AIM OF THE EXERCISE =>
Repeat the entries below exactly. Begin with the first line and end with the line that contains "rough mask: <svg".

RECORDS SHOWN =>
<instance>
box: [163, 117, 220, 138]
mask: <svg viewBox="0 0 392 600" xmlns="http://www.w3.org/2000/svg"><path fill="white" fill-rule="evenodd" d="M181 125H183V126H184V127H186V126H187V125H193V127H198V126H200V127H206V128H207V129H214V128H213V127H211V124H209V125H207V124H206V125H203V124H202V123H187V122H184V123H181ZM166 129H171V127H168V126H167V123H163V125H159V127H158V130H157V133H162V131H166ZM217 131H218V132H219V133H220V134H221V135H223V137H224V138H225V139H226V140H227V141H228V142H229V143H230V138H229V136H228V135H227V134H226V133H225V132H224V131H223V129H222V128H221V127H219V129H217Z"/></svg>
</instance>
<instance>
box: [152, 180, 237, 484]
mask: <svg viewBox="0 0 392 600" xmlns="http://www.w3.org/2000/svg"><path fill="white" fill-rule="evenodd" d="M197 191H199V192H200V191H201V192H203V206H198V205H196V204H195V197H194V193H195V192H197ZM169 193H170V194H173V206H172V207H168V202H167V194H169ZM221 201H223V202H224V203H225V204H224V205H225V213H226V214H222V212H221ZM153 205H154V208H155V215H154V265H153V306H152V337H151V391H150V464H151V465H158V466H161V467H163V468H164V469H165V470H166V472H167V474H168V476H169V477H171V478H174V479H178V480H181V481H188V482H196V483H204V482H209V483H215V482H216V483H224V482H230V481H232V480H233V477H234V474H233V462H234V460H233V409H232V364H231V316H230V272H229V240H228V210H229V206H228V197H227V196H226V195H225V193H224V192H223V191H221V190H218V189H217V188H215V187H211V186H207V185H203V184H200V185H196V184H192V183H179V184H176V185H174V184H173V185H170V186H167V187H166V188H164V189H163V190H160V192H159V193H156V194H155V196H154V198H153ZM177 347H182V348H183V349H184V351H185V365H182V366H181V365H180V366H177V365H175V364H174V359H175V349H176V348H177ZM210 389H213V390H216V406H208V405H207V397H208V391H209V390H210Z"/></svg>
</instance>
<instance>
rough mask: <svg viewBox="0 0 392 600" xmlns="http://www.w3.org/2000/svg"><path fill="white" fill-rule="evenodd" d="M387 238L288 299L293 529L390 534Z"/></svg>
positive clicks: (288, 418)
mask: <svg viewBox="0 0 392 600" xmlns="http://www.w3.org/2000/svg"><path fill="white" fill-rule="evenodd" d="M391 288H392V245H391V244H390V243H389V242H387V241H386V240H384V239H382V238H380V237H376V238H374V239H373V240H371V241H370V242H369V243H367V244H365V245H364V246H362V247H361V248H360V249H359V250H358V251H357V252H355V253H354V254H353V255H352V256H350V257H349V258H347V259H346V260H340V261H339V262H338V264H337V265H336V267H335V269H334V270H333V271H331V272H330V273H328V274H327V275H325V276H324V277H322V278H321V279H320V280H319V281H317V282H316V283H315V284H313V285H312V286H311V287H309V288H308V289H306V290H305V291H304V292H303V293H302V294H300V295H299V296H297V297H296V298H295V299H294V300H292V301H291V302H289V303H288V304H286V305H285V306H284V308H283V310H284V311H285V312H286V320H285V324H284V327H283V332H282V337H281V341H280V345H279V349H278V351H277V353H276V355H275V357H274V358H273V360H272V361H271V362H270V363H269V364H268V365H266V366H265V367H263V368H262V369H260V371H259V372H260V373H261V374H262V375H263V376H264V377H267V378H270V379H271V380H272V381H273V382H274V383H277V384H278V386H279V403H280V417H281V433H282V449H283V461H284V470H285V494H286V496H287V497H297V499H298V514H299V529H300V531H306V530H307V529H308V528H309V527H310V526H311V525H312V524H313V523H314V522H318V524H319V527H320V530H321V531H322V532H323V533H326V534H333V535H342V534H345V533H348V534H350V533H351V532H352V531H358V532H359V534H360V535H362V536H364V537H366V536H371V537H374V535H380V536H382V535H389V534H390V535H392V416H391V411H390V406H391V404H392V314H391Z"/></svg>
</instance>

RESPONSE TO THE EXERCISE =>
<instance>
box: [163, 117, 220, 138]
mask: <svg viewBox="0 0 392 600" xmlns="http://www.w3.org/2000/svg"><path fill="white" fill-rule="evenodd" d="M181 125H183V126H184V127H186V126H187V125H193V127H198V126H200V127H206V128H207V129H214V128H213V127H211V124H209V125H207V124H206V125H203V124H202V123H187V122H184V123H181ZM166 129H171V127H168V126H167V123H163V125H159V127H158V130H157V133H162V131H166ZM217 131H218V132H219V133H220V134H221V135H223V137H224V138H225V139H226V140H227V141H228V142H229V143H230V138H229V136H228V135H227V134H226V133H225V132H224V131H223V129H222V128H221V127H219V129H217Z"/></svg>
</instance>
<instance>
box: [152, 180, 237, 484]
mask: <svg viewBox="0 0 392 600" xmlns="http://www.w3.org/2000/svg"><path fill="white" fill-rule="evenodd" d="M197 191H199V192H200V191H201V192H203V206H198V205H196V204H195V197H194V193H195V192H197ZM169 193H170V194H173V206H172V207H168V202H167V194H169ZM221 201H223V202H224V203H225V204H224V205H225V213H226V214H222V212H221ZM153 205H154V208H155V215H154V265H153V306H152V337H151V391H150V464H151V465H158V466H161V467H163V468H164V469H165V470H166V472H167V474H168V476H169V477H171V478H174V479H178V480H181V481H188V482H196V483H204V482H209V483H215V482H216V483H224V482H230V481H232V480H233V477H234V474H233V462H234V460H233V409H232V364H231V316H230V272H229V240H228V210H229V206H228V197H227V196H226V195H225V193H224V192H223V191H221V190H218V189H217V188H215V187H211V186H207V185H203V184H200V185H196V184H192V183H179V184H176V185H174V184H173V185H170V186H167V187H166V188H164V189H163V190H160V192H159V193H156V194H155V196H154V198H153ZM177 347H182V348H183V349H184V351H185V365H182V366H181V365H180V366H177V365H175V364H174V359H175V349H176V348H177ZM210 389H213V390H216V406H208V405H207V397H208V391H209V390H210Z"/></svg>
</instance>
<instance>
rough mask: <svg viewBox="0 0 392 600" xmlns="http://www.w3.org/2000/svg"><path fill="white" fill-rule="evenodd" d="M387 238L288 299L293 529L390 534Z"/></svg>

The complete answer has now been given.